[START Source extract]

Just whipped this up in 30 minutes.. Let me know what you like and dont like





nebetmiw said:


> i like classy but very unique.  Right now i am going back and forth the more i think on this. To have the moon in center or a full label with all the words over it. Even playing a bit in mind with color scheme.  I am open to suggestion since this is a farm name and product. Our pigs, cows and goat play a part in my soap. Hence farm made soap. But i would prefer to keep the goat head only i think in a stylized way.  I like the curves instead of the square for lettering and all.
> 
> Thing is i want one version just for farm signage that might include the two of the three animals listed but for third have the dog head. This would be the card logo for farm.
> 
> Soap logo i want to be able to put name of the soap on it. I.e. Island dreams, gardner, christmas returns ect you get the idea. This is why i need to be able to add to it or change it.  We plan on selling pickles this year so jar labels will be easy for me to do with wording only.  But i need something really visual appealing for the soap logo.


----------



## nebetmiw (May 12, 2015)

Thanks for the effort but not my style at all.  I stopped in at local printer today. They are bringing in their graphic artist to get what I am after. I shot down what they sent me too. I am real picky and I know it.     
 BTW I have La Manchas which are mostly earless milk goats . My avatar is one of my girls when she was 4 months old.


----------



## zolveria (May 12, 2015)

It okay.. You will find it. The best thingi s to sketch some Ideas out. and let them put it together..:-D



nebetmiw said:


> Thanks for the effort but not my style at all.  I stopped in at local printer today. They are bringing in their graphic artist to get what I am after. I shot down what they sent me too. I am real picky and I know it.
> BTW I have La Manchas which are mostly earless milk goats . My avatar is one of my girls when she was 4 months old.


----------



## LBussy (May 13, 2015)

Great, now I have the theme to Don Quixote running through my head.


----------



## nebetmiw (May 13, 2015)

lbussy said:


> great, now i have the theme to don quixote running through my head.



rotflmao


----------

[END Source extract]
[START Items]

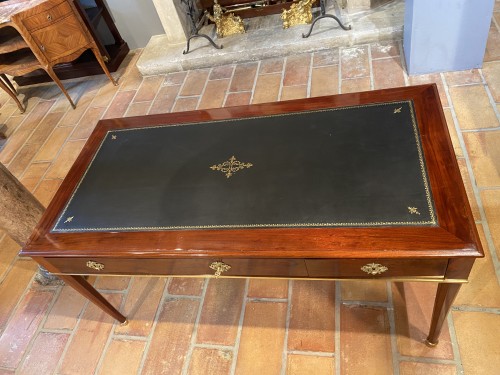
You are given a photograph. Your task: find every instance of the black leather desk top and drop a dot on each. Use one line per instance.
(354, 166)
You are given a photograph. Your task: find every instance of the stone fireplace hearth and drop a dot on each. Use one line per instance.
(265, 37)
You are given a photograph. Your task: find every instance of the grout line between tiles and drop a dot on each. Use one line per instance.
(481, 130)
(405, 358)
(367, 303)
(339, 72)
(29, 135)
(194, 335)
(180, 90)
(311, 353)
(488, 310)
(392, 329)
(202, 94)
(27, 351)
(129, 337)
(454, 344)
(490, 95)
(240, 328)
(265, 299)
(403, 63)
(486, 188)
(283, 72)
(472, 178)
(228, 91)
(370, 66)
(284, 355)
(213, 346)
(71, 336)
(104, 351)
(254, 81)
(309, 78)
(149, 338)
(338, 294)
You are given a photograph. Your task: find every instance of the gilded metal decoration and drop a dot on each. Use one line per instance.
(219, 267)
(231, 166)
(374, 268)
(299, 14)
(413, 210)
(226, 24)
(95, 265)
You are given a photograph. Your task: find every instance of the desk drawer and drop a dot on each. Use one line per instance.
(375, 268)
(179, 267)
(45, 18)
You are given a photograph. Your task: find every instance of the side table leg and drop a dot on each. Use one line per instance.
(84, 288)
(445, 296)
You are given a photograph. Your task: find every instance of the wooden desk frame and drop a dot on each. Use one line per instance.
(443, 253)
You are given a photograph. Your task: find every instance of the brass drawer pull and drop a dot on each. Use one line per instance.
(95, 265)
(219, 267)
(374, 268)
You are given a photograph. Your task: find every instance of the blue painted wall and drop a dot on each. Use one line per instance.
(445, 35)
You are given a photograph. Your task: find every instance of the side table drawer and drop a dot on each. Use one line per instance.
(375, 268)
(45, 18)
(60, 38)
(179, 267)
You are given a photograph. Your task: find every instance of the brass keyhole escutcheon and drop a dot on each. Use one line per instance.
(95, 265)
(219, 267)
(374, 268)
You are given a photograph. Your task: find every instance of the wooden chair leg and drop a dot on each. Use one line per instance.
(103, 64)
(9, 83)
(54, 77)
(11, 94)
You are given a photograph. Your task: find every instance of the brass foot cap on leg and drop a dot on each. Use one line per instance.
(431, 344)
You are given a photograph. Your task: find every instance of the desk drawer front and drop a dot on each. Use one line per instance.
(179, 267)
(47, 17)
(375, 268)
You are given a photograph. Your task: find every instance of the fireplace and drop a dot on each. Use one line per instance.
(371, 20)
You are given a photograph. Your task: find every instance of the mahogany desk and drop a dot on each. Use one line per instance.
(355, 186)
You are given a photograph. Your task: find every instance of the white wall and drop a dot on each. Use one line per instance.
(137, 20)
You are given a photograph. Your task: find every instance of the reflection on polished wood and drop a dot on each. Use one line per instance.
(443, 252)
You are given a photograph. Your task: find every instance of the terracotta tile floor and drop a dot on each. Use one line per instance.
(197, 326)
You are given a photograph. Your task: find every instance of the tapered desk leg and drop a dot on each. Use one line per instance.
(445, 296)
(83, 287)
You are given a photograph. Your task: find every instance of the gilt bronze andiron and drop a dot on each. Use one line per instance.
(195, 26)
(323, 14)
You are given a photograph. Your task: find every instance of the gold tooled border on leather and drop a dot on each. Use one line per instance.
(112, 135)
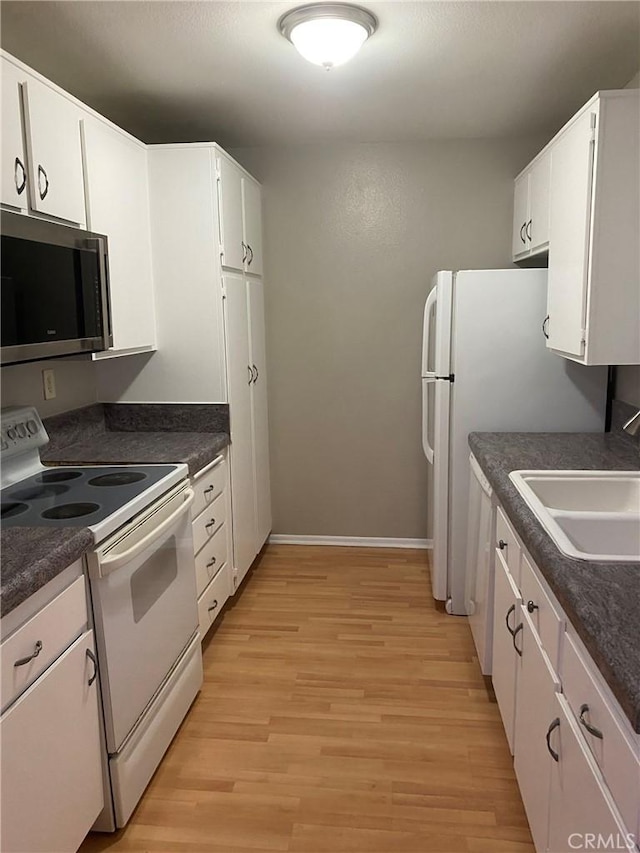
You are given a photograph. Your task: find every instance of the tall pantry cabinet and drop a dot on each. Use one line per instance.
(207, 256)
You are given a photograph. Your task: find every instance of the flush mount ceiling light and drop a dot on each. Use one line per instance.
(328, 34)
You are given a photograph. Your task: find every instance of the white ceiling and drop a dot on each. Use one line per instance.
(190, 71)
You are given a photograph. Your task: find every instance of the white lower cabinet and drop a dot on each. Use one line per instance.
(581, 807)
(576, 757)
(537, 686)
(51, 760)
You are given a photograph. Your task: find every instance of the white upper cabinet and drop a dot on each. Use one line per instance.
(233, 249)
(118, 206)
(52, 131)
(14, 165)
(531, 209)
(252, 225)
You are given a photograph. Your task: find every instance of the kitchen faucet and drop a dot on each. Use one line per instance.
(632, 426)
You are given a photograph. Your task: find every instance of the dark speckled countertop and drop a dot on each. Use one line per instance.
(116, 434)
(602, 600)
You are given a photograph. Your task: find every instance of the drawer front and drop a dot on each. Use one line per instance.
(209, 521)
(211, 558)
(211, 601)
(42, 639)
(507, 543)
(545, 618)
(208, 485)
(617, 757)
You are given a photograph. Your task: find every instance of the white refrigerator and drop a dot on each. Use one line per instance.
(485, 367)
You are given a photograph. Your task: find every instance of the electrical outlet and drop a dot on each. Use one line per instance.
(49, 384)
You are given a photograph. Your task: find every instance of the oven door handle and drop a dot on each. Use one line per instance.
(110, 564)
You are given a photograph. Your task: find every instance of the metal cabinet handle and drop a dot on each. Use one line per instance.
(43, 192)
(516, 631)
(93, 660)
(584, 709)
(506, 618)
(552, 752)
(36, 651)
(20, 185)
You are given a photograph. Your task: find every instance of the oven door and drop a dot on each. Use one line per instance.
(144, 598)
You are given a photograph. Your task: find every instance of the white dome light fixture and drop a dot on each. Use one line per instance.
(328, 34)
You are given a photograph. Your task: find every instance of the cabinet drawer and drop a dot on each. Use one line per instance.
(211, 558)
(208, 484)
(51, 630)
(617, 758)
(507, 543)
(211, 601)
(209, 521)
(542, 613)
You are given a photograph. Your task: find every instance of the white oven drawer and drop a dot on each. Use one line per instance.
(209, 521)
(208, 484)
(211, 558)
(41, 639)
(212, 600)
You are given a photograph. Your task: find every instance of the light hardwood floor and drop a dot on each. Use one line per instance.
(342, 712)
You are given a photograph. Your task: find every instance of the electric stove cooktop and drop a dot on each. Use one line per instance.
(76, 497)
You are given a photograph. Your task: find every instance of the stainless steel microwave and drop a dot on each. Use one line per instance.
(54, 290)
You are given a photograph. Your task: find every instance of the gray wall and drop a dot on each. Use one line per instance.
(353, 236)
(75, 385)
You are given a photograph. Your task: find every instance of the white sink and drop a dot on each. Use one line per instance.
(591, 515)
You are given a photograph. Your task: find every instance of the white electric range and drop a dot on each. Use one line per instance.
(142, 587)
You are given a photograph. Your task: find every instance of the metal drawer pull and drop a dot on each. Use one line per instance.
(93, 660)
(506, 618)
(20, 185)
(584, 709)
(516, 631)
(552, 752)
(36, 651)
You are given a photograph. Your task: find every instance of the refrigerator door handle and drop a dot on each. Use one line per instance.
(426, 328)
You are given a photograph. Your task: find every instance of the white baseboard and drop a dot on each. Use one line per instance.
(350, 541)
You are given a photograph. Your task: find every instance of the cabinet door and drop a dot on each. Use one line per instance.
(252, 219)
(537, 686)
(239, 381)
(260, 425)
(569, 219)
(538, 224)
(579, 801)
(55, 153)
(519, 243)
(51, 758)
(503, 672)
(14, 164)
(234, 252)
(118, 206)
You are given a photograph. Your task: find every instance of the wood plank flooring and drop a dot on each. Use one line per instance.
(342, 711)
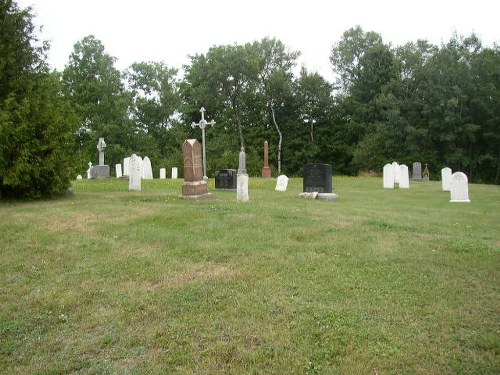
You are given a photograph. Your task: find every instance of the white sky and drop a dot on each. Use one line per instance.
(169, 31)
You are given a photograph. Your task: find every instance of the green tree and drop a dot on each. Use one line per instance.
(36, 123)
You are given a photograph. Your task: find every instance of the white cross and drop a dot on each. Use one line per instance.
(202, 125)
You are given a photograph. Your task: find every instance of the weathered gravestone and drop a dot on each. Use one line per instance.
(281, 183)
(417, 171)
(147, 170)
(446, 179)
(118, 170)
(388, 176)
(459, 188)
(135, 176)
(163, 173)
(126, 167)
(226, 179)
(242, 178)
(101, 170)
(266, 171)
(318, 179)
(194, 184)
(404, 177)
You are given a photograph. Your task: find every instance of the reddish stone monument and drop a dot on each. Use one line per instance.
(266, 171)
(194, 184)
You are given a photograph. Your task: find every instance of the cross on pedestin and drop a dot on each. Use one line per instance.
(202, 125)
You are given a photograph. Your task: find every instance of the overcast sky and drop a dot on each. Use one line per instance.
(169, 31)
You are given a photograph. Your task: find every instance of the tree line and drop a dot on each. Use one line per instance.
(418, 102)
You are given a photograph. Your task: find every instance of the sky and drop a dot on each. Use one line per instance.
(170, 31)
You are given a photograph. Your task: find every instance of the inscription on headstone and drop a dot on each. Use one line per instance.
(226, 179)
(317, 178)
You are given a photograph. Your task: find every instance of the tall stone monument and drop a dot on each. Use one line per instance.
(101, 170)
(194, 184)
(266, 171)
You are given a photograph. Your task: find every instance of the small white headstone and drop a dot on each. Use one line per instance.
(404, 177)
(126, 166)
(147, 170)
(118, 168)
(281, 183)
(397, 172)
(388, 176)
(459, 188)
(242, 188)
(135, 177)
(446, 179)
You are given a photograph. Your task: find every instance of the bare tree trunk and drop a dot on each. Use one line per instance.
(280, 138)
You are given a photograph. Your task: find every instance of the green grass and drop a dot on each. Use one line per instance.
(109, 281)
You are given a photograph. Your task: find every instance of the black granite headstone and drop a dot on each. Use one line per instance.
(226, 179)
(317, 178)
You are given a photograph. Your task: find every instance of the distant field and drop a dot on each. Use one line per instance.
(108, 281)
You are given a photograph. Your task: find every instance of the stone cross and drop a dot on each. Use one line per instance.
(101, 146)
(202, 125)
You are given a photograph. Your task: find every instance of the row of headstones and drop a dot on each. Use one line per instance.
(456, 183)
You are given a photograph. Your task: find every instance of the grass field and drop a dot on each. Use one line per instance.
(108, 281)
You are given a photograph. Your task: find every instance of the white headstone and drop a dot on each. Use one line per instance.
(126, 166)
(459, 188)
(242, 188)
(388, 176)
(135, 177)
(397, 172)
(446, 179)
(404, 177)
(281, 183)
(147, 170)
(118, 168)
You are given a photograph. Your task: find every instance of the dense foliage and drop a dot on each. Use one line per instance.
(36, 122)
(439, 105)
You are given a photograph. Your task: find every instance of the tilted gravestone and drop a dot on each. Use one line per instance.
(194, 184)
(226, 179)
(459, 189)
(281, 183)
(388, 176)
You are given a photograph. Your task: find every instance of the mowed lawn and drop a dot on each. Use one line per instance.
(108, 281)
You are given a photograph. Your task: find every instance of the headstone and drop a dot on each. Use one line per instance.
(147, 170)
(266, 171)
(135, 177)
(417, 171)
(459, 188)
(118, 169)
(126, 167)
(89, 171)
(404, 177)
(194, 184)
(226, 179)
(446, 179)
(242, 187)
(281, 183)
(397, 172)
(318, 178)
(388, 176)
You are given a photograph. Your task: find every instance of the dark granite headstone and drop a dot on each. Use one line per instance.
(317, 178)
(226, 179)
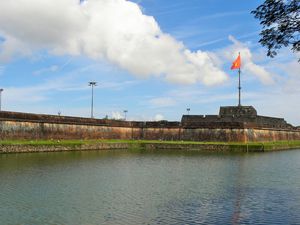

[END Items]

• [Short problem A]:
In the forum thread about the farm soap logo, what kind of goats does nebetmiw keep?
• [Short problem B]:
Turn the paragraph of the farm soap logo thread that begins "Soap logo i want" into a short bulleted list of its main points.

• [Full answer A]:
La Manchas, which are mostly earless milk goats.

• [Full answer B]:
- The soap logo must allow the name of each soap to be put on it (e.g., Island dreams, gardner, christmas returns), so it can be added to or changed.
- Pickles will be sold this year, and their jar labels will use wording only.
- The soap logo needs to be very visually appealing.